* Selected passage *
# Trying to understand the power of shooting butterfly



## KawKan (May 11, 2013)

I love shooting butterfly! The increased speed results in a flatter trajectory and greater impact at the target. That much is obvious.

But I also like to understand what's going on with my slingshot, so I set up a chrony test.

I used 1632 bands set up three ways (5 inch singles, 5 inch full loops, and 10 inch singles). Each bandset was mounted on the same Dankung. Each bandset was drawn to 500 percent of the relaxed length (5-inch to 25-inch, 10-inch to 50-inch). I measured 5 shots, threw out the high and low, and averaged the remaining measurements. I also checked the resistance or draw weight of each set up.

Data with ⅜ inch steel ammo

Format Draw Velocity

5 inch singles 5 lbs 143.8 fps

5 inch loops 10 lbs 184.5 fps

10 inch singles 5 lbs 186.1 fps

The data drives three conclusions.




Velocity is a result of how much rubber you use, regardless of draw length.



Draw weight for a given percentage of elongation stays the same regardless of length.



Full butterfly performance gains are a result of adding rubber without the penalty of adding draw weight.


Note: The velocity difference between 5-inch singles and 10-inch singles is about 23 percent. The velocity difference between 5-inch loops and 10-inch singles is about 1 percent - attributable to testing error.

* Supplied information *
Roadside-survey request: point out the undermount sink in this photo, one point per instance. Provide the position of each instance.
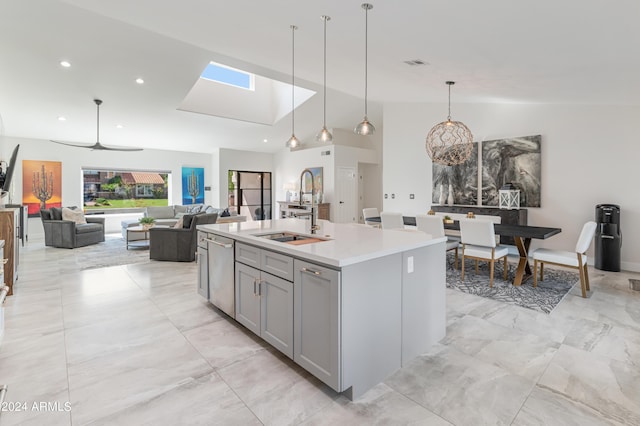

* List of tasks *
[1] In the slingshot velocity thread, what velocity did the 10 inch singles reach with ⅜ inch steel ammo?
[2] Continue the slingshot velocity thread from where it stops.

* Results in order *
[1] 186.1 fps

[2]
----------



## skropi (Mar 22, 2018)

Nice test. Too bad I cant shoot butterfly well yet. I did notice an extreme difference in speed with just 20cm added draw length, so I can imagine how much more powerful an added 75cm in my draw length would be. 
KawKan, do you find you are more accurate with butterfly shooting, or are you using it purely to gain power?


----------



## Buckskin Dave (Apr 4, 2018)

Great post kawkan. A lot of thought and planing went into that test. Were the results what you expected?


----------



## KawKan (May 11, 2013)

@skropi: The accuracy question is a little difficult for me. I am more accurate now, but I think it's only because I have shot longer and learned a lot, and not just because I'm shooting butterfly.

@Buckskin Dave: I was surprised with both the results of the draw weights, and the chronograph. I expected a 10 inch length of tubing to have more stretch resistance than 5 inches - but not so if they are both stretched 500 percent. Also I expected the ammo to pick up more velocity over 40 inches of acceleration (50 inch draw minus 10 inches of relaxed length) than in 20 inches (25 inch draw minus 5 inches of relaxed length). It was a pleasant surprise that the KISS principle applies to latex performance too!


----------



## MakoPat (Mar 12, 2018)

Thanks for sharing. That is intriguing data... and you can sling some speed! I'd need 20 more inches of arm and some extended forks.


----------



## flipgun (Nov 14, 2012)

MakoPat said:


> Thanks for sharing. That is intriguing data... and you can sling some speed! I'd need 20 more inches of arm and some extended forks.


Try this.






Nothing dies on the web Gary.


----------



## Flatband (Dec 18, 2009)

HAH! That was a while ago Paul!!! SUPERFLY SHOOTING!!!!!! Warp Drive anyone????? :rofl:


----------



## M.J (Nov 1, 2010)

Superfly rules!
I had a setup once that gave me an 80" draw length. It was a screamer : D
https://slingshotforum.com/topic/32489-superfly-revisited/


----------



## Ibojoe (Mar 13, 2016)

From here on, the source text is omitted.